Fragmento de página:
La recesión global tiende especialmente a frenar la
recuperación que registraban las economías del
sudeste asiático luego del crack de 1997-98. Las
exportaciones representan el 37% del PBI de esa región,
están fuertemente concentradas en las ramas más
críticas y dependen significativamente del mercado
norteamericano. Otra economía duramente afectada por la
crisis de los 90 como Rusia registra
cierta recomposición del PBI. Pero esta mejoría
deriva del aumento coyuntural de los precios del petróleo y no revierte el persistente
retroceso de esta economía. La tragedia de los
países africanos se agrava día a día y en
Latinoamérica el crecimiento de las exportaciones
bajó del 12 % al 2 % en el último año, la
inversión externa se contrajo y el estancamiento del PBI
en el 0,5% (2001) sólo podría elevarse en el mejor
de los escenarios al 1.1% en el ejercicio en curso.

La mayor debacle periférica se concentra actualmente en
Argentina. En los últimos dos años cerraron 3000
empresas y varias decenas se trasladaron al exterior. Se estima
que el PBI caerá 3,5% en el 2001 y un 7% o 9% en el 2002.
El desempleo oficial del 20% se eleva al 40% si se computa la
subocupación y de los 14 millones de pobres que ya existen
en el país más de 4 millones son indigentes, es
decir que no cuentan con ingresos suficientes para adquirir las
calorías alimentarias básicas.

Los empleados públicos han quedado sometidos a un
ajuste móvil de ingresos en función de
la recaudación impositiva, lo que se traduce en bajas
nominales de salarios y en una reducción de los gastos
sociales que ha dejado sin cobertura médica al grueso de
la población. El recorte de salarios ha pulverizado las
conquistas laborales y en la provincias los sueldos se pagan con
bonos desvalorizados.

Tu tarea: Según el fragmento sobre la recesión global, ¿por qué la recesión frena de manera especial la recuperación del sudeste asiático? Responde en una a tres oraciones.

Datos proporcionados:
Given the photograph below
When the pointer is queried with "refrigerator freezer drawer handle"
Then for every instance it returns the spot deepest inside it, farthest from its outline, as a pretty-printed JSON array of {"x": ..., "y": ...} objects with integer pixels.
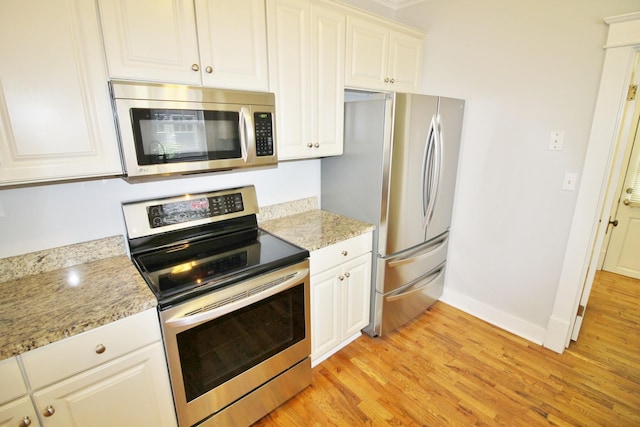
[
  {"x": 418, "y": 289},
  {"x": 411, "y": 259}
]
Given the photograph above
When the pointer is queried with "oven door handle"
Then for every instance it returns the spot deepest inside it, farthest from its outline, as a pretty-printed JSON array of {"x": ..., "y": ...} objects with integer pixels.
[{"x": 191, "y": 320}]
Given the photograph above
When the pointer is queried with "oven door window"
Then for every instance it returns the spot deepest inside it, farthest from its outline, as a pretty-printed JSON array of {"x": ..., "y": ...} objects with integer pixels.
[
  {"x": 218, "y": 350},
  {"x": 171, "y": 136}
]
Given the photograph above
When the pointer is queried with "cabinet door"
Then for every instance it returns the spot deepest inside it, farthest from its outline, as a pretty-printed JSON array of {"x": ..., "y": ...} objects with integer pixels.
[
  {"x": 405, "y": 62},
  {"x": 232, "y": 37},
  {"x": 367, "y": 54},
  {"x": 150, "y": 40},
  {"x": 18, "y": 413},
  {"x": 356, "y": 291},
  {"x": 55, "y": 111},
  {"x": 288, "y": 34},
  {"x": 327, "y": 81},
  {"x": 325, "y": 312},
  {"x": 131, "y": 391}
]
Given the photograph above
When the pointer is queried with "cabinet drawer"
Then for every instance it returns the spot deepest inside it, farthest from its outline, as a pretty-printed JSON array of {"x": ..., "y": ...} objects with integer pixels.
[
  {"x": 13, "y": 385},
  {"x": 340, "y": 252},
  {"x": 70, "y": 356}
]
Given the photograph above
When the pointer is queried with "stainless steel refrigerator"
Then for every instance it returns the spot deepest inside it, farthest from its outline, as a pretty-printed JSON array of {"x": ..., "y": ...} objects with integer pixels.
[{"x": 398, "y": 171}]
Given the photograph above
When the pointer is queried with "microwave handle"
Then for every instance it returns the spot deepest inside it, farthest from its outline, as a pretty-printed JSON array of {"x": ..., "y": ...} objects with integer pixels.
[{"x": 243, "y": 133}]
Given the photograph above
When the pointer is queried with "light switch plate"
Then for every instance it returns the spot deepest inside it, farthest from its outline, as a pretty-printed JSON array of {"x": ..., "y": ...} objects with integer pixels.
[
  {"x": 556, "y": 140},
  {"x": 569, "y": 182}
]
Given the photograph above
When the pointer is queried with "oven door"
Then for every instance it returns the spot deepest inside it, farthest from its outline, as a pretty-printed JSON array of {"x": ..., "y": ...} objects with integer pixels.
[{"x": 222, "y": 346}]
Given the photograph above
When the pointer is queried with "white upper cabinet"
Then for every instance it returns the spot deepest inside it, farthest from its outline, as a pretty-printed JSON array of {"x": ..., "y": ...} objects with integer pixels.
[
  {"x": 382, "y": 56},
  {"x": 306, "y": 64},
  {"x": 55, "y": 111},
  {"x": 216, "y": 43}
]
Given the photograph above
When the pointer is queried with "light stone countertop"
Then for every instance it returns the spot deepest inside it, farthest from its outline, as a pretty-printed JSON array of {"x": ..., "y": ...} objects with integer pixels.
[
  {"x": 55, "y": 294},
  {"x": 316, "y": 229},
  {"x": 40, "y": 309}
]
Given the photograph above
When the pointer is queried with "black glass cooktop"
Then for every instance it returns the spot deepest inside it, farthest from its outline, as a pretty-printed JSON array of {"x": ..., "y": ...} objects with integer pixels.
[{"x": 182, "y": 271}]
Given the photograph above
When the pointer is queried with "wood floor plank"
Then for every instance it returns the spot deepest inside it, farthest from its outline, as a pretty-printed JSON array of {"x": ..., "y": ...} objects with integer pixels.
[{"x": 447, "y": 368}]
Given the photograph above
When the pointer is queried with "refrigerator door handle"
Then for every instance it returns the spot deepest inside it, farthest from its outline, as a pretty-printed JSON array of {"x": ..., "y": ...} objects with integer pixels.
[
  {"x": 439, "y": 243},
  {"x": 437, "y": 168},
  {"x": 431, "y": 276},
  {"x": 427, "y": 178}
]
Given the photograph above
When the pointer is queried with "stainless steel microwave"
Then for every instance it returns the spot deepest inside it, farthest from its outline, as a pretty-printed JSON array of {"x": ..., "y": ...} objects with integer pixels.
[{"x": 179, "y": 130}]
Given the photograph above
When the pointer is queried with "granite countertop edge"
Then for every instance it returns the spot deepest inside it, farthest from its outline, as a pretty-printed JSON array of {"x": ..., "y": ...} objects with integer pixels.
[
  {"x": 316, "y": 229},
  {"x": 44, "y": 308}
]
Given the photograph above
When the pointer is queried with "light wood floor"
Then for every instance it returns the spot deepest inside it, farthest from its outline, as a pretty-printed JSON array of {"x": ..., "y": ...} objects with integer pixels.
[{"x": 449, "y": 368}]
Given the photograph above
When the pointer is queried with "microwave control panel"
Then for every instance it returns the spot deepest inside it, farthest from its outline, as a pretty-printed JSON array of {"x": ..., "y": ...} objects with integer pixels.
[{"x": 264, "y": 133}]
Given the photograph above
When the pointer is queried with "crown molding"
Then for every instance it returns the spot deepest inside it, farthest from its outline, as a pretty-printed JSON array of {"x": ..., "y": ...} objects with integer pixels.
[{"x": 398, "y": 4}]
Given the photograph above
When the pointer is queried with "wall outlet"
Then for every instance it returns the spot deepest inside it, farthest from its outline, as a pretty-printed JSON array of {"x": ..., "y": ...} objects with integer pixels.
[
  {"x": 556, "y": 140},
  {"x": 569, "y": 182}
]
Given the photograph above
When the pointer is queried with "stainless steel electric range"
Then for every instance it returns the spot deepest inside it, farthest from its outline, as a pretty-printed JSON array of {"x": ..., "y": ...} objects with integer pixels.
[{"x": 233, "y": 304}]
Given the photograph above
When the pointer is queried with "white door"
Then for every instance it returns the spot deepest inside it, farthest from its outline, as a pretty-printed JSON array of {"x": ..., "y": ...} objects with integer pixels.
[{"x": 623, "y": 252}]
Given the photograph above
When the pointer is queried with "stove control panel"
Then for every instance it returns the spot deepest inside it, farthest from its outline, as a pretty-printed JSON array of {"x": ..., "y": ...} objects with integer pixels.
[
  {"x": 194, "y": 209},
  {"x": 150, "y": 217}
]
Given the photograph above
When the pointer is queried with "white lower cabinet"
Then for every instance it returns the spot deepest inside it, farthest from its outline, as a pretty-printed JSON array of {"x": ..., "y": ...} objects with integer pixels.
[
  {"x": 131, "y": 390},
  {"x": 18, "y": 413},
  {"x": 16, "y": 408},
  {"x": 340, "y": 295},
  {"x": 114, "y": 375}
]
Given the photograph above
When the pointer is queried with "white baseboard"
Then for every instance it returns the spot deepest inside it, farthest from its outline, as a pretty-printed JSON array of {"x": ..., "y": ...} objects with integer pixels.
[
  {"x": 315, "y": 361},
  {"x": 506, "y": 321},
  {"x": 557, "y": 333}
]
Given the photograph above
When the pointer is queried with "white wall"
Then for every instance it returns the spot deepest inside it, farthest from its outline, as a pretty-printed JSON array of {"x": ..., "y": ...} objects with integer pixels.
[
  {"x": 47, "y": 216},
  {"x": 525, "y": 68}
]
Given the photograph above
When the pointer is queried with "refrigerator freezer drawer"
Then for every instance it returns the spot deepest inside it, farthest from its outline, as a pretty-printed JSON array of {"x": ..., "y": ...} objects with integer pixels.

Respuesta al ejercicio: Porque las exportaciones representan el 37 % del PBI de esa región, están fuertemente concentradas en las ramas más críticas y dependen significativamente del mercado norteamericano.